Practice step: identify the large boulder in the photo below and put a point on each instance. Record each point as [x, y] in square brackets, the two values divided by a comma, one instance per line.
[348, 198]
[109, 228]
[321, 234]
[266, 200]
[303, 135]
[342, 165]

== What you are asked to do ==
Each record must be returned exactly as it is written.

== Solution ==
Practice step: identify the large boulder in the photo below and put a point on each instance. Record each point as [x, y] in square brackets, the two values divided by a comma, one instance per line.
[348, 198]
[109, 228]
[321, 234]
[266, 200]
[303, 135]
[342, 165]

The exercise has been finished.